══ Data rows

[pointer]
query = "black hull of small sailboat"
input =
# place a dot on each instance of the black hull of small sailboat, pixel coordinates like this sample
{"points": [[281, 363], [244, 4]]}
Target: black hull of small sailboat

════

Rewrite the data above, swapping every "sailboat" for "dinghy" and leaving everything else unchanged.

• [Output below]
[pointer]
query = "black hull of small dinghy"
input =
# place a dot on each instance of the black hull of small dinghy, pixel coordinates like this sample
{"points": [[281, 363], [244, 4]]}
Target: black hull of small dinghy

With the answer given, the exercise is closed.